Tugas Anda -
Dari ulasan novel Mata Penakluk, ambil semua teks mulai "Dalam sebuah acara" terus sampai "cerita yang ada.", tanpa mengubah satu kata pun.

Kutipan Dokumen -

Novel Mata Penakluk, Manakib Abdurrahman Wahid (2015) Karya Abdullah Wong
Mata Sang Penakluk
Jumat, 09 Oktober 2015 22:00 WIBOleh Totok AP
Oleh Totok AP
ABDULLAH Wong kembali meluncurkan novelnya yang kedua, setelah sebelumnya sukses dengan novel pertamanya, Mada. Novel Keduanya, yakni Mata Penakluk, Manakib Abdurahman Wahid.
Dalam sebuah acara bedah bukunya di Pesantren Tebuireng Jombang, Abdullah Wong mengaku dalam penulisan novel Mata Penakluk, dirinya menggunakan penelitian dan penggalian data yang valid. Wong juga menceritakan bahwa dalam penggarapannya, tidak jarang dia terbawa alur cerita yang ada.
“Kalian yang membaca bisa nangis, saya terkadang sambil menulis tidak terasa air mata ini mengalir,” ujarnya saat itu.
Ahmad Tohari, si penulis novel Ronggeng Dukuh Paruk, dalam kata sambutan yang tertulis di cover novel ini, menyebutkan bahwa penulis berusaha mendedahkan berbagai sisi pribadi Abdurrahman Addakhil atau yang karib dipanggil Gus Dur. Pernik-pernik masa kecil yang mengharukan, impian menjadi sang penakluk, mencatat pribadi Gus Dur menjadi sosok yang tangguh. Dia tegar setegar batu karang. Dia kokoh, meski badai kerap menerjang. Dia kuat sekuat garuda.
Siapa yang tidak kenal Abdurrahman Wahid alias Gus Dur, salah satu tokoh bangsa yang unik sekaligus menarik. Demikian pula dengan kisah-kisah yang mengitari hidup. Dalam novel ini, kita akan menemukan bagaimana kecerdasan sekaligus kekonyolan Gus Dur, pendidikan pesantren yang ditempuh Gus Dur, pergulatan diri Gus Dur dengan ayahnya, hingga mimpi-mimpi besar Gus Dur.
Disuguhkan ke hadapan pembaca dalam bentuk sebuah novel dengan menggunakan sudut pandang “aku”, Abdullah Wong, penulis buku ini, berhasil membawa pembaca seolah-olah mendengarkan penuturan Gus Dur secara langsung.
Tapi, lebih dari itu, novel yang dimulai dengan Gus Dur ketika masih di istana, membuat kita tersadar bahwa kiai nyentrik itu pernah menjabat sebagai presiden di negeri ini.

(Entri yang Tersimpan)
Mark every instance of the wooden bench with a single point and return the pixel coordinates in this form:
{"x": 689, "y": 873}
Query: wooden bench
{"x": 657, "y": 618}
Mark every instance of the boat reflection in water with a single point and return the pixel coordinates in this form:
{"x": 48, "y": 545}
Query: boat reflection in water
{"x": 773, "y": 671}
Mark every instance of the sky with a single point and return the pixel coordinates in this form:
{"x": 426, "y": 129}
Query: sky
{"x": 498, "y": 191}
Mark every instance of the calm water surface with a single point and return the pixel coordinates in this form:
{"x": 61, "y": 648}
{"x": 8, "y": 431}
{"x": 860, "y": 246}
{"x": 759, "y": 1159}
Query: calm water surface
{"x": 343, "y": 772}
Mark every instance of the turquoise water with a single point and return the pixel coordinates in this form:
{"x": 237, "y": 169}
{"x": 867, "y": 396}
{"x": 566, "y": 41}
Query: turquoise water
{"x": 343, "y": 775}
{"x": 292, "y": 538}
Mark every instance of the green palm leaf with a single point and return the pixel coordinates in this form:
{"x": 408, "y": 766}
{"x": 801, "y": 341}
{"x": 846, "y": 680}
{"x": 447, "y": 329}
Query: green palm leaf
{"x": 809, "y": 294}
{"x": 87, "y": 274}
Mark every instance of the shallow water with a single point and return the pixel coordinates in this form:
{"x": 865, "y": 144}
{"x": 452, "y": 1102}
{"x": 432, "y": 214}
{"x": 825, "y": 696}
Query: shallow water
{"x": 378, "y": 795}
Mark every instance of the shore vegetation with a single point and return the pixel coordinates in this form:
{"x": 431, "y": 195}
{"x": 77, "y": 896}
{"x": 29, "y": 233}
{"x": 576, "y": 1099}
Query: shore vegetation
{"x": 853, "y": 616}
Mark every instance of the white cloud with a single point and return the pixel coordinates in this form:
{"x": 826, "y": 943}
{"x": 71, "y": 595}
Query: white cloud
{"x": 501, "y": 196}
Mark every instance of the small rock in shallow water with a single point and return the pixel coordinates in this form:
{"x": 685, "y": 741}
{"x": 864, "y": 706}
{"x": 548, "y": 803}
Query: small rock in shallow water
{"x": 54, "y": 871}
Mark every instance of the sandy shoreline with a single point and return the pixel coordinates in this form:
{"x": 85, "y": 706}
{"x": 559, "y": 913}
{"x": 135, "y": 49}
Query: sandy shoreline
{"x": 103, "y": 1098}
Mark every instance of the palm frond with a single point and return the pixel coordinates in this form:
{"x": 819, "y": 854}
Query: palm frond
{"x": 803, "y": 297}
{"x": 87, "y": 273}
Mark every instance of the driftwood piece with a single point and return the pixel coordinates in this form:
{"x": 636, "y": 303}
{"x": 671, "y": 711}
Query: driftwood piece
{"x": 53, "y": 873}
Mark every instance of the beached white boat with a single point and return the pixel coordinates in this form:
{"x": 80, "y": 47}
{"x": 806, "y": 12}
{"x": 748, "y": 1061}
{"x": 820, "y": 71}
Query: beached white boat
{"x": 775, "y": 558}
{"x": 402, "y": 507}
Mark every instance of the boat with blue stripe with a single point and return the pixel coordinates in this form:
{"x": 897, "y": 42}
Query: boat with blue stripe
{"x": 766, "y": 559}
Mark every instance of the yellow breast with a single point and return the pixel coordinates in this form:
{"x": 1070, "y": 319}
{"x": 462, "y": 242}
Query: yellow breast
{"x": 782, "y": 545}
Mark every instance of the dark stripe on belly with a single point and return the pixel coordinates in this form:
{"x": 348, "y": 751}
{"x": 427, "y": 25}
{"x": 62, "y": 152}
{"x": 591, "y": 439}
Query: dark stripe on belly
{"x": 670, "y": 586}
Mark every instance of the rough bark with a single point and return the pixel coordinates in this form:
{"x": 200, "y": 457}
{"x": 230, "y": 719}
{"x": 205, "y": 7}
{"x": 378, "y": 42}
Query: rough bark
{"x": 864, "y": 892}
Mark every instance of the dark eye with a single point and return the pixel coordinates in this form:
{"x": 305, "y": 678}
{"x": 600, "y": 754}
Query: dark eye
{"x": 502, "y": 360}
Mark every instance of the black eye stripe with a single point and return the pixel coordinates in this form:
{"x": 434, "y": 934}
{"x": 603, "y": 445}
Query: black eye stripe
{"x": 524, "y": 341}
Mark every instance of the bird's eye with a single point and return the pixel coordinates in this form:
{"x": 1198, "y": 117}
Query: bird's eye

Soal Terjawab -
Dalam sebuah acara bedah bukunya di Pesantren Tebuireng Jombang, Abdullah Wong mengaku dalam penulisan novel Mata Penakluk, dirinya menggunakan penelitian dan penggalian data yang valid. Wong juga menceritakan bahwa dalam penggarapannya, tidak jarang dia terbawa alur cerita yang ada.